═════ Material supplied
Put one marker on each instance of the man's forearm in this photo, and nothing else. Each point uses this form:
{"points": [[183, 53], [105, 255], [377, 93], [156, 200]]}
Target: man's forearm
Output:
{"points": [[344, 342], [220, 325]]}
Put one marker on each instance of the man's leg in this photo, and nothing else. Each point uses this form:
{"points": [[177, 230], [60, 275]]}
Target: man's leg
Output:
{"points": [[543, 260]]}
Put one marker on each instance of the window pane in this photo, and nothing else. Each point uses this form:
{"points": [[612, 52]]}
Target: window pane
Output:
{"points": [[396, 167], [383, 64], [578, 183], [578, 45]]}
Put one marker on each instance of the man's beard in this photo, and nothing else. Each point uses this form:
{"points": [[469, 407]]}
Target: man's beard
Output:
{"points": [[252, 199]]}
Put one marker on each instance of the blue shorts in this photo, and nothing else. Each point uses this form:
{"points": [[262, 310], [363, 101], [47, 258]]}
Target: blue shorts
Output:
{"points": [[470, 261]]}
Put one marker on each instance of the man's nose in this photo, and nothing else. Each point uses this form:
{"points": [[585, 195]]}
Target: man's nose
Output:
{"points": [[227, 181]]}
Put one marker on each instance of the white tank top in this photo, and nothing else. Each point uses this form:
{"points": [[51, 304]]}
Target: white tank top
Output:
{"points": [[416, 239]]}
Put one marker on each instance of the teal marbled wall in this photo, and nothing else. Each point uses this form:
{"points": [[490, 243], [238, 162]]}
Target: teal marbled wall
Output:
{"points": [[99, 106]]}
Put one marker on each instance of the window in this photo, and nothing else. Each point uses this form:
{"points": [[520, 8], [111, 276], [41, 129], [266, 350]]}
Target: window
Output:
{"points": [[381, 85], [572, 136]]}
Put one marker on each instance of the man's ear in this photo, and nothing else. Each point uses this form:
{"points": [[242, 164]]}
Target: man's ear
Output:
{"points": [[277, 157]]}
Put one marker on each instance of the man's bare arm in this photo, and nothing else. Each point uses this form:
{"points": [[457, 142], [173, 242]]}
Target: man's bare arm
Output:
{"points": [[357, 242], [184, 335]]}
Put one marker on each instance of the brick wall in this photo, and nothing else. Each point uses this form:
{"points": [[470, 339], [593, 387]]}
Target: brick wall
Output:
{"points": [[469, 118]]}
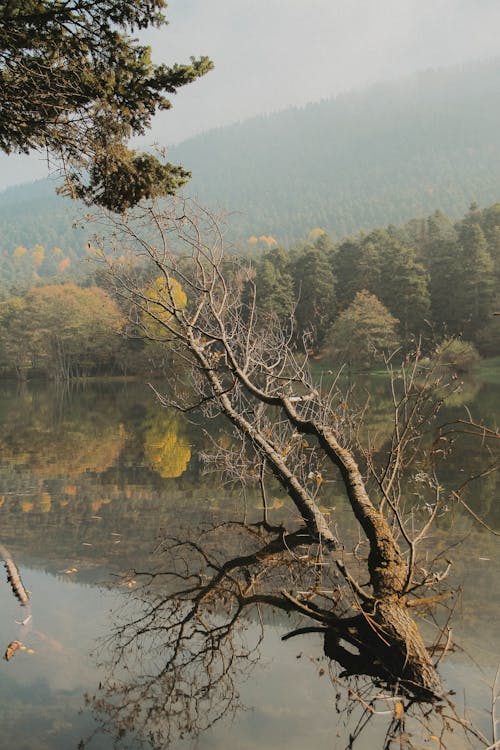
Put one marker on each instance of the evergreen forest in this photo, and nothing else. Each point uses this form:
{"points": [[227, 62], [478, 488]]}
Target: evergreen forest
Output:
{"points": [[355, 301]]}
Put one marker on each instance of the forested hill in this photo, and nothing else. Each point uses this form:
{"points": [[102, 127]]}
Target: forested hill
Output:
{"points": [[37, 235], [365, 159], [361, 160]]}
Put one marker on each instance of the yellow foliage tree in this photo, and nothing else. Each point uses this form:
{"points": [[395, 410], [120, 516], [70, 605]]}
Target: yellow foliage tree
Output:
{"points": [[161, 297]]}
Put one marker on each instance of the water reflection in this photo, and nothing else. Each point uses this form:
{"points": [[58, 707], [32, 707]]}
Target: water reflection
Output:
{"points": [[89, 486]]}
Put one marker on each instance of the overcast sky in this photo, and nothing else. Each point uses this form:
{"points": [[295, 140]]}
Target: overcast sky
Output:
{"points": [[271, 54]]}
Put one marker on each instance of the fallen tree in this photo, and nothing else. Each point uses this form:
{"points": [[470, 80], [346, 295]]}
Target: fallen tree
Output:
{"points": [[291, 430]]}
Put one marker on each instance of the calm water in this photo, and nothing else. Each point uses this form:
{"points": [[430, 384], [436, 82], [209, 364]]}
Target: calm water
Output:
{"points": [[91, 481]]}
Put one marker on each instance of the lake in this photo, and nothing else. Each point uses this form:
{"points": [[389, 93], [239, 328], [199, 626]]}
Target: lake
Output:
{"points": [[92, 481]]}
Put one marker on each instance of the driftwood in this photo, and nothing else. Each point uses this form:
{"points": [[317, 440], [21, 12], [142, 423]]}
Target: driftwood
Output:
{"points": [[14, 578], [11, 649]]}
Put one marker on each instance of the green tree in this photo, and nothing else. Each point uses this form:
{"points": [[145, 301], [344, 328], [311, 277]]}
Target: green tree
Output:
{"points": [[363, 332], [402, 284], [274, 283], [443, 257], [14, 354], [315, 293], [73, 81], [71, 330], [478, 279]]}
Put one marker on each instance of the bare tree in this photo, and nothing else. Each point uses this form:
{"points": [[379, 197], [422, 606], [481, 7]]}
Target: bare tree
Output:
{"points": [[289, 429]]}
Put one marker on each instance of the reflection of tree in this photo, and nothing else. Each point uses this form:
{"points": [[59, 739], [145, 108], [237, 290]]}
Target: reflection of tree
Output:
{"points": [[166, 448], [68, 441], [183, 637]]}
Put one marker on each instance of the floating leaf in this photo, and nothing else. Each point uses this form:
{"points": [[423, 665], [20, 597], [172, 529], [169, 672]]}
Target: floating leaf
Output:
{"points": [[398, 710], [11, 649]]}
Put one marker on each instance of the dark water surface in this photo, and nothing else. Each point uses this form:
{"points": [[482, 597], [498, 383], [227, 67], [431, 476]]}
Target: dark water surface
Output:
{"points": [[92, 480]]}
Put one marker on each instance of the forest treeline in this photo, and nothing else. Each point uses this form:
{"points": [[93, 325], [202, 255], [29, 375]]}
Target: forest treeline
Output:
{"points": [[430, 280], [358, 161]]}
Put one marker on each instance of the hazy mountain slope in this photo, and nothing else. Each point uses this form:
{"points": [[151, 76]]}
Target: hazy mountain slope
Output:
{"points": [[365, 159], [360, 160]]}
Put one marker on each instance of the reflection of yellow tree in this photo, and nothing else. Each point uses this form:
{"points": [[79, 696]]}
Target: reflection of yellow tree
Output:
{"points": [[165, 446], [162, 297]]}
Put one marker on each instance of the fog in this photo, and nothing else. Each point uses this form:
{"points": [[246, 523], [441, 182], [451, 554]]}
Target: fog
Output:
{"points": [[271, 54]]}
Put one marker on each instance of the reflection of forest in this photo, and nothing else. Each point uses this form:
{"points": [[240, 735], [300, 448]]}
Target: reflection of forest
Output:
{"points": [[75, 467], [94, 479]]}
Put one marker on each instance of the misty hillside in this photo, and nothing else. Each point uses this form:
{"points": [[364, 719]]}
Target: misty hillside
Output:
{"points": [[357, 161], [365, 159]]}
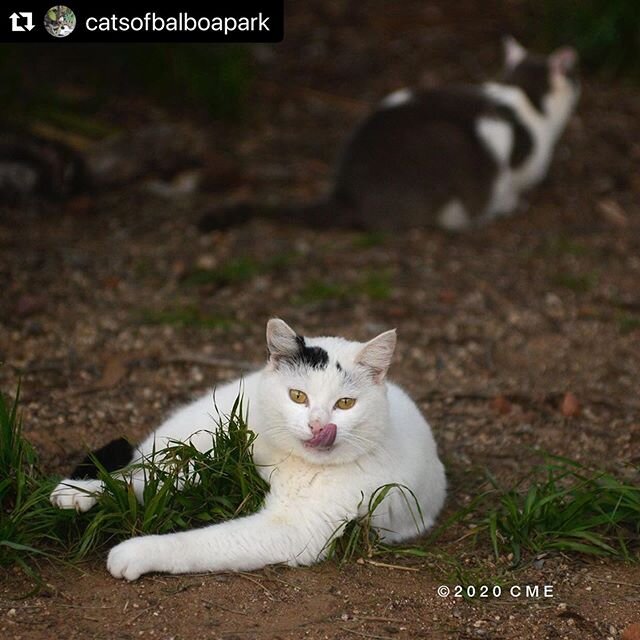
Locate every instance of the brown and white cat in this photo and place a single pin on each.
(449, 157)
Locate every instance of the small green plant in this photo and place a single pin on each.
(359, 538)
(28, 522)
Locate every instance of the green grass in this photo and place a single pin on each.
(29, 525)
(231, 272)
(237, 270)
(212, 79)
(373, 285)
(184, 488)
(628, 322)
(561, 506)
(358, 538)
(605, 32)
(187, 316)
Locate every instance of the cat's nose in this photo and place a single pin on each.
(316, 426)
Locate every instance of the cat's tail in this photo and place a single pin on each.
(322, 214)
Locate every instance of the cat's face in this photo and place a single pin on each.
(551, 83)
(324, 399)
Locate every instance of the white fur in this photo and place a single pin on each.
(514, 52)
(453, 216)
(395, 99)
(544, 128)
(383, 439)
(497, 135)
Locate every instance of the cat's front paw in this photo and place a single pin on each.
(76, 494)
(132, 558)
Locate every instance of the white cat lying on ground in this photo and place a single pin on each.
(330, 431)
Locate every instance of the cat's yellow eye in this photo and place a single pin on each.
(299, 397)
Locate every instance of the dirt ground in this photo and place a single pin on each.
(108, 329)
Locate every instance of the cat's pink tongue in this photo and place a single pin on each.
(323, 439)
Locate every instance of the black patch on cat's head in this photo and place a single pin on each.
(533, 76)
(314, 357)
(113, 456)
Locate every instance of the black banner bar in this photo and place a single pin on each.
(119, 21)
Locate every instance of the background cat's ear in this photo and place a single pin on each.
(563, 61)
(377, 353)
(282, 340)
(514, 52)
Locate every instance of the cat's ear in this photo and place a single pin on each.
(377, 353)
(563, 61)
(282, 340)
(514, 52)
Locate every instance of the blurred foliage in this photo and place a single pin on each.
(606, 33)
(78, 79)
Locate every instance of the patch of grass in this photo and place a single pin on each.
(231, 272)
(213, 78)
(322, 290)
(628, 323)
(188, 316)
(184, 487)
(377, 285)
(29, 525)
(237, 270)
(564, 506)
(374, 285)
(605, 32)
(578, 283)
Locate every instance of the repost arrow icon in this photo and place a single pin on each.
(14, 22)
(29, 17)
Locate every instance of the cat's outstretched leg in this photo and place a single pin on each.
(287, 534)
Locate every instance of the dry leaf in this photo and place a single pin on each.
(501, 405)
(613, 212)
(115, 369)
(570, 406)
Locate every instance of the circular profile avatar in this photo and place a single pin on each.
(60, 21)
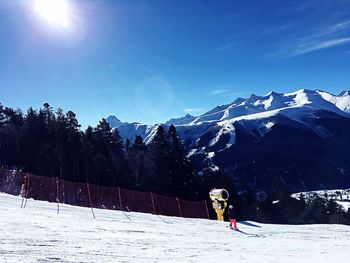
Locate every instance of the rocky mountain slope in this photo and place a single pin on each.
(300, 140)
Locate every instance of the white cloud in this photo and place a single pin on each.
(322, 44)
(193, 110)
(219, 91)
(227, 46)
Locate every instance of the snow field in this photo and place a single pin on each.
(38, 234)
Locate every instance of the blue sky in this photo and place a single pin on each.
(148, 61)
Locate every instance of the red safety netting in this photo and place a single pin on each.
(75, 193)
(11, 181)
(54, 190)
(104, 197)
(136, 201)
(193, 209)
(166, 205)
(42, 188)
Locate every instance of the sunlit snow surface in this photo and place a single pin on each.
(38, 234)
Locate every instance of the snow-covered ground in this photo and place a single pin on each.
(38, 234)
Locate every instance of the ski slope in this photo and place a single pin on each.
(38, 234)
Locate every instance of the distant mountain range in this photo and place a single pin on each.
(298, 140)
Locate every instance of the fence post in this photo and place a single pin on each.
(88, 188)
(57, 198)
(120, 199)
(206, 207)
(154, 207)
(178, 205)
(24, 188)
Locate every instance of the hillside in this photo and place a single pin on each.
(38, 234)
(298, 140)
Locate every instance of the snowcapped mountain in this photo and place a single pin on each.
(114, 121)
(260, 127)
(188, 118)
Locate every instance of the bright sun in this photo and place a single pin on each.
(53, 12)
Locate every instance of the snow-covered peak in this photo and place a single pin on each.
(181, 121)
(114, 122)
(295, 103)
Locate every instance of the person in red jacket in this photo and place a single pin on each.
(231, 217)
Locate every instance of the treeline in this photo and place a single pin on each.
(51, 143)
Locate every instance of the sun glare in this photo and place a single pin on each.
(53, 12)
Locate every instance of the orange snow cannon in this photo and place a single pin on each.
(219, 198)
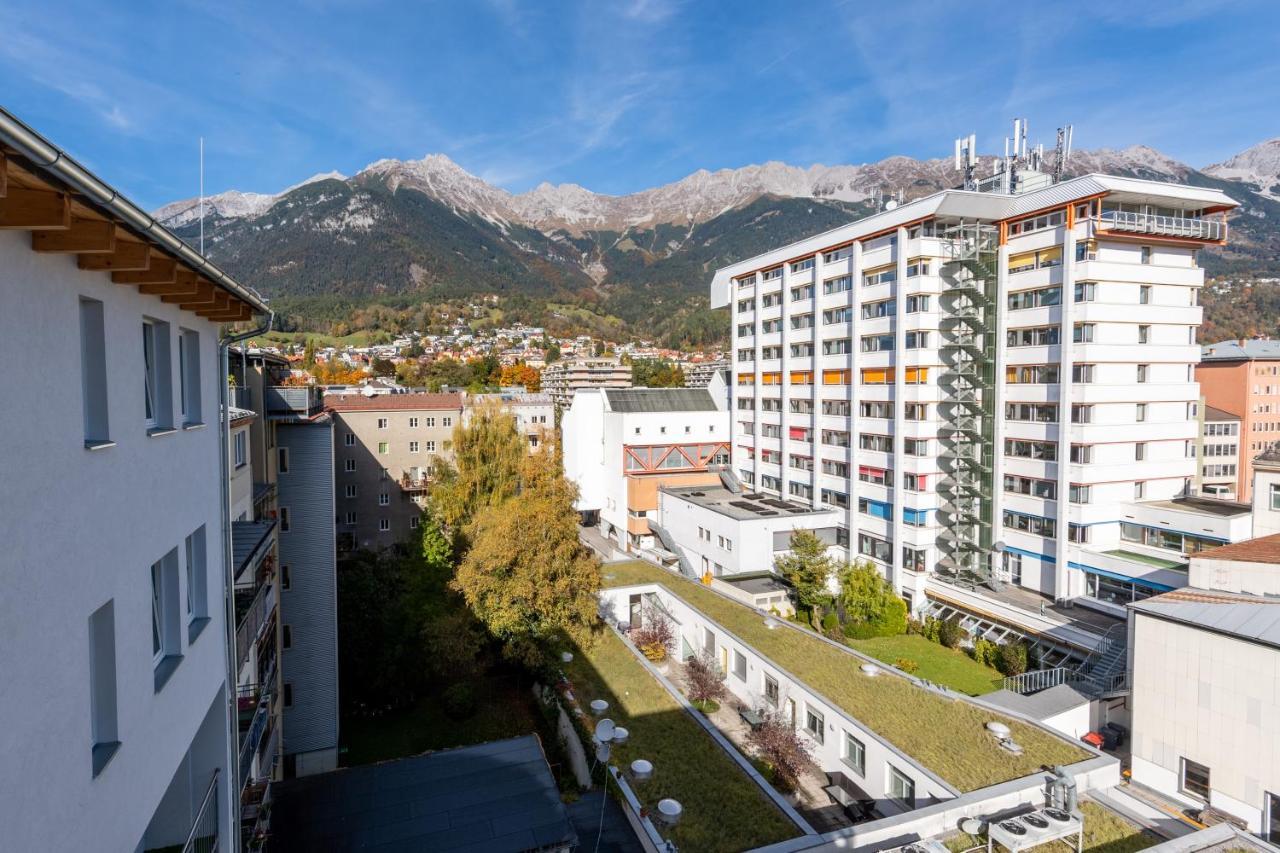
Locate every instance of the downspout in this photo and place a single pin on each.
(224, 432)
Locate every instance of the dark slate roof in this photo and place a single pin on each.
(250, 541)
(1249, 617)
(659, 400)
(492, 798)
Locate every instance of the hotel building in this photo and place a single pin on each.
(992, 387)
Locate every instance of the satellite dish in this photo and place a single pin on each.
(604, 730)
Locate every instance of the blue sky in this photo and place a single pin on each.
(620, 96)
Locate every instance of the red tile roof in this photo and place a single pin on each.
(356, 401)
(1261, 550)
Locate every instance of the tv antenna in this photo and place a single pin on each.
(967, 159)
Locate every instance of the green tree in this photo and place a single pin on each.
(488, 454)
(526, 576)
(871, 606)
(807, 568)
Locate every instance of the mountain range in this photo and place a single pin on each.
(403, 232)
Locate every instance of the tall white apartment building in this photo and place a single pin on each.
(117, 726)
(991, 386)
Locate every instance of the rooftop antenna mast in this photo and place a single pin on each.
(201, 195)
(967, 159)
(1064, 151)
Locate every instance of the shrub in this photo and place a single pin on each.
(705, 683)
(654, 637)
(871, 602)
(984, 651)
(782, 751)
(460, 701)
(950, 633)
(1013, 658)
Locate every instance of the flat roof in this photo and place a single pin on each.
(740, 506)
(496, 797)
(942, 733)
(1205, 506)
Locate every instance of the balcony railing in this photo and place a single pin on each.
(301, 401)
(204, 830)
(1162, 226)
(255, 617)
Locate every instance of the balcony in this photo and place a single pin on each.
(300, 401)
(1185, 227)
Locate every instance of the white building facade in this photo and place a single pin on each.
(978, 369)
(117, 725)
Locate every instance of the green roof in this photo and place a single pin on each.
(945, 735)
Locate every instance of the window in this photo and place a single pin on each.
(164, 610)
(188, 374)
(855, 755)
(197, 583)
(813, 724)
(900, 787)
(771, 690)
(1194, 779)
(159, 384)
(101, 685)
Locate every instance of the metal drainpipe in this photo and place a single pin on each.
(224, 432)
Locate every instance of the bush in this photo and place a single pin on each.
(984, 651)
(1011, 658)
(950, 634)
(460, 701)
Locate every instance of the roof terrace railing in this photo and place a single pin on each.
(1141, 223)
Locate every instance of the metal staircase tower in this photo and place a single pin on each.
(969, 304)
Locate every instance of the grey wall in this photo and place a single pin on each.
(310, 605)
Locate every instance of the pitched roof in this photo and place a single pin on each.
(1261, 550)
(391, 402)
(489, 798)
(654, 400)
(1249, 617)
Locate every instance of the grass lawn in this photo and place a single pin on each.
(725, 810)
(1104, 833)
(502, 711)
(945, 735)
(938, 664)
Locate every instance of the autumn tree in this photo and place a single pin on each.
(488, 455)
(807, 568)
(526, 576)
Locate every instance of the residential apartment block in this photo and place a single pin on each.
(1243, 378)
(982, 373)
(384, 446)
(622, 445)
(561, 379)
(118, 721)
══════════
Short problem: Reproduce the material from the line containing "Locate every instance of the pitched" through the end of the material, keeping every request line. Shift each coordinate in the answers by adding 145 to it.

Output of the exercise:
Locate every instance of the pitched roof in this photo and place a single pin on each.
(1406, 695)
(536, 547)
(634, 943)
(799, 545)
(1394, 762)
Locate every instance of the grass lawn in this photo and place a single pin on each.
(870, 955)
(1249, 978)
(647, 856)
(1090, 880)
(1083, 809)
Locate every instance of the autumn tree in this photo and place a single pin on each.
(633, 600)
(952, 713)
(671, 721)
Locate every instance of the residential apartment block in this photo and place a single pin on each.
(1388, 523)
(1127, 518)
(529, 591)
(767, 590)
(706, 524)
(263, 866)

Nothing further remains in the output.